THE PROBLEM:
Starting at the line that contains "Query: white mushroom gill underside", return every line through the end of the entries below, exactly and with nothing else.
***
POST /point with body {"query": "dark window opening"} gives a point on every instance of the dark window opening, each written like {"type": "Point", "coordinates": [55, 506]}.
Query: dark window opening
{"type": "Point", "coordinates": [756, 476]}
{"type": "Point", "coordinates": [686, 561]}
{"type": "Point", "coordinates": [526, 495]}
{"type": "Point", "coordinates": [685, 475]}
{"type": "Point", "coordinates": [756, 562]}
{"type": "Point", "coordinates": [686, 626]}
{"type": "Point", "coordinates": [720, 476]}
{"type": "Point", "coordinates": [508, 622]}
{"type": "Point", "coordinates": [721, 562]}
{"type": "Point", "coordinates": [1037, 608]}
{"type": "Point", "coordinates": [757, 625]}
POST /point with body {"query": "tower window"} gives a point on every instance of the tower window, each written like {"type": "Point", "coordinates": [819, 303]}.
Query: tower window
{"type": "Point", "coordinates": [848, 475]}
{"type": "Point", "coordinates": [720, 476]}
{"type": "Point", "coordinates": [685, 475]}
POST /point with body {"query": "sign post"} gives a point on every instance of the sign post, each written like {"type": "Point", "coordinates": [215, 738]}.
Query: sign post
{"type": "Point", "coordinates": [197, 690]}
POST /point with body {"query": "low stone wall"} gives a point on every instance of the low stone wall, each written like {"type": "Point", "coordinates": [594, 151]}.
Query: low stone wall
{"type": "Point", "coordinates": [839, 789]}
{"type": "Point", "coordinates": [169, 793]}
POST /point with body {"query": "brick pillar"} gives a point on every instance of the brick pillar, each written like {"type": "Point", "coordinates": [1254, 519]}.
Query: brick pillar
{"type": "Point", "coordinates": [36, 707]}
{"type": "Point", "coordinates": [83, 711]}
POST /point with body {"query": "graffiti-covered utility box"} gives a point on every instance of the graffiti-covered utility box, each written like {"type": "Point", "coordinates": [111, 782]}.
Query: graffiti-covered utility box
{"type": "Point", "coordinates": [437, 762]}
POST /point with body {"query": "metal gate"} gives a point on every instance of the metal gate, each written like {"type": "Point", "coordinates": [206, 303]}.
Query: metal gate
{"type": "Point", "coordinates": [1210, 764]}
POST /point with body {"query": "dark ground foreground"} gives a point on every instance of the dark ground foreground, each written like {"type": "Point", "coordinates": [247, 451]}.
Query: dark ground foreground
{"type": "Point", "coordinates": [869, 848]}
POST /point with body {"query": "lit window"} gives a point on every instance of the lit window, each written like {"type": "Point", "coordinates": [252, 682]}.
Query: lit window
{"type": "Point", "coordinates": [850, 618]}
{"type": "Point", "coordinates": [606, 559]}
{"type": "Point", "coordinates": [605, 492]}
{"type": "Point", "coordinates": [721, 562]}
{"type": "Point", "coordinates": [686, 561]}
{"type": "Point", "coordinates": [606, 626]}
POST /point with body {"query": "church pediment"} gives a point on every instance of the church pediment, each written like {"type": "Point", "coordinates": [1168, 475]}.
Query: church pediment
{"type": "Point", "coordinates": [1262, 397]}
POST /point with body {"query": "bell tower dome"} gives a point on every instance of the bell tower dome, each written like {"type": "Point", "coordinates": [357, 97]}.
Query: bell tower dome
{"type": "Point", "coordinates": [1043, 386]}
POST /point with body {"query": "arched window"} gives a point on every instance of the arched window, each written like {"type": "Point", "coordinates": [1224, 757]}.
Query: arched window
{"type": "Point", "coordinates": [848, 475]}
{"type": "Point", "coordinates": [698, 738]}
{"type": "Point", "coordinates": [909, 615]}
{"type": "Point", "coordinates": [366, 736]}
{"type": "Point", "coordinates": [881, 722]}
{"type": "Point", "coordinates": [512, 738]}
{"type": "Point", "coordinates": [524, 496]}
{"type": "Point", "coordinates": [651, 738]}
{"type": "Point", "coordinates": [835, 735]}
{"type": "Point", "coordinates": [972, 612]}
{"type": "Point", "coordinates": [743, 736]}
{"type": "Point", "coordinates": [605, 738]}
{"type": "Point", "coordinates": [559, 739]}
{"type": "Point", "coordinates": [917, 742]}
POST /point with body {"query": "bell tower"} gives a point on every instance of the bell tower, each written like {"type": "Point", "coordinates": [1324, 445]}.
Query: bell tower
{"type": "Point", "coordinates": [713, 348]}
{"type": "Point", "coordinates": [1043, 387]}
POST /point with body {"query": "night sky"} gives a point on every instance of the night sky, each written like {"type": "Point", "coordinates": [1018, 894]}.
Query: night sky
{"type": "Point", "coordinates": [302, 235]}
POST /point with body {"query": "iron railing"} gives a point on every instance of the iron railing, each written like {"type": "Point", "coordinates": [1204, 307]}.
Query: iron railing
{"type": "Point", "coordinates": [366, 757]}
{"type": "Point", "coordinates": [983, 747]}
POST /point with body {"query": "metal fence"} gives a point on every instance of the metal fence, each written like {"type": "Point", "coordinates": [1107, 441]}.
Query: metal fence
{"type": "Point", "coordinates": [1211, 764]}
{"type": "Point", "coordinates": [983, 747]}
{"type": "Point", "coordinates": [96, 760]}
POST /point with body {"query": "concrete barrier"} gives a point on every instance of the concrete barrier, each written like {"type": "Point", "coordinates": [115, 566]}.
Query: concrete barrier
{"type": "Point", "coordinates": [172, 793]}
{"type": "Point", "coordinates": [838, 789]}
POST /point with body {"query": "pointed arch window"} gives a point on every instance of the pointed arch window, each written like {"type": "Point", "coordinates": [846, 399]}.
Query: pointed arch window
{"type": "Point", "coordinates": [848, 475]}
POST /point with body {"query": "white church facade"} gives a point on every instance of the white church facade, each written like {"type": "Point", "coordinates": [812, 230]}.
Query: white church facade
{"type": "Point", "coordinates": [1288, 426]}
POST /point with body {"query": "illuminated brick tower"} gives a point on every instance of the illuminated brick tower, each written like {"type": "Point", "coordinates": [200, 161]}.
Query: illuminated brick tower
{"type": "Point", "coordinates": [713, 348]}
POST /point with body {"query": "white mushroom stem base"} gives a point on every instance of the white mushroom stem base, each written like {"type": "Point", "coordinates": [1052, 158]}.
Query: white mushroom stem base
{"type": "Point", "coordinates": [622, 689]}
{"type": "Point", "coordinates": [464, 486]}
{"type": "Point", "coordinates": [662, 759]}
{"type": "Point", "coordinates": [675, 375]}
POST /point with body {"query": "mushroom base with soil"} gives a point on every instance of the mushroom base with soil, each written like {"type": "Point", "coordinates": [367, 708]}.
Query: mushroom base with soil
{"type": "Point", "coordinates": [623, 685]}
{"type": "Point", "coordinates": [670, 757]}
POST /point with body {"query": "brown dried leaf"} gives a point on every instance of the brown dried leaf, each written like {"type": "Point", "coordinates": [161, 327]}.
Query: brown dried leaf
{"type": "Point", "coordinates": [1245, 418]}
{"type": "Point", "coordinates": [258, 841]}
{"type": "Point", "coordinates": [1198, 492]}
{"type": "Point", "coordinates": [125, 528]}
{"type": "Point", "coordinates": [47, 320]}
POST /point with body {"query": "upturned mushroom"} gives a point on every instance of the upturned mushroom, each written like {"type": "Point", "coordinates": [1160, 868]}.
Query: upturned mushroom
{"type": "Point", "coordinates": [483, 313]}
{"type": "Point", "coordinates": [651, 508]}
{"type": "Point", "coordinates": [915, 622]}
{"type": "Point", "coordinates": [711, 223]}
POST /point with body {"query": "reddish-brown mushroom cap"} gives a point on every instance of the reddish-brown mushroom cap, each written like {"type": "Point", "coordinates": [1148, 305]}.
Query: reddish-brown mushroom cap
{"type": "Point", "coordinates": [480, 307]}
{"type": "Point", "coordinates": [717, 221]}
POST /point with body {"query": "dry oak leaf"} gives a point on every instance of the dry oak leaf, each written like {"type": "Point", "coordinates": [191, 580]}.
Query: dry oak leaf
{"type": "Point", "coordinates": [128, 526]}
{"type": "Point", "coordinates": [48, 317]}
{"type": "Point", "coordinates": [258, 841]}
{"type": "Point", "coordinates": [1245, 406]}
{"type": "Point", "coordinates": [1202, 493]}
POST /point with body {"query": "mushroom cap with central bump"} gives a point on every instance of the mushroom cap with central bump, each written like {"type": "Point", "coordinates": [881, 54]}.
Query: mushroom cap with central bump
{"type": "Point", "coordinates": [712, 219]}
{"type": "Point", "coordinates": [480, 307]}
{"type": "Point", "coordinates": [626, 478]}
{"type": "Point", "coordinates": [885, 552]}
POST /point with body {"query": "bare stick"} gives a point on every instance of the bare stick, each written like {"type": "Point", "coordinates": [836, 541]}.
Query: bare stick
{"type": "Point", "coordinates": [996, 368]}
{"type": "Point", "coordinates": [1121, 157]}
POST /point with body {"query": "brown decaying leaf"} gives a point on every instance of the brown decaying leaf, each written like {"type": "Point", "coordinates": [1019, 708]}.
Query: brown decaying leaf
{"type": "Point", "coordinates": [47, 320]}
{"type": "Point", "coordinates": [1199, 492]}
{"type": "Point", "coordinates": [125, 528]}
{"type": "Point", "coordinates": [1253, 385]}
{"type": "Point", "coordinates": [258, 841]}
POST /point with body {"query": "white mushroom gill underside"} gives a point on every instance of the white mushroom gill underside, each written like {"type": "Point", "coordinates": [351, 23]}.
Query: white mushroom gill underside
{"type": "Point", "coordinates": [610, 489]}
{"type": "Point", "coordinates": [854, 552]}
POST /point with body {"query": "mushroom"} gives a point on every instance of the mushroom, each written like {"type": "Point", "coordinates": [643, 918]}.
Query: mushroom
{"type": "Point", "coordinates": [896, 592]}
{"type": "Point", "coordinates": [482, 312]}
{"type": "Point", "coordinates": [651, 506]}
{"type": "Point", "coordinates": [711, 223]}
***
ANSWER FOR THE TASK:
Query: white mushroom gill underside
{"type": "Point", "coordinates": [610, 489]}
{"type": "Point", "coordinates": [854, 552]}
POST /point with body {"query": "mushroom"} gives a point on every instance of the mushroom, each written like {"type": "Point", "coordinates": [643, 918]}.
Query: mushroom
{"type": "Point", "coordinates": [896, 592]}
{"type": "Point", "coordinates": [482, 312]}
{"type": "Point", "coordinates": [651, 506]}
{"type": "Point", "coordinates": [711, 223]}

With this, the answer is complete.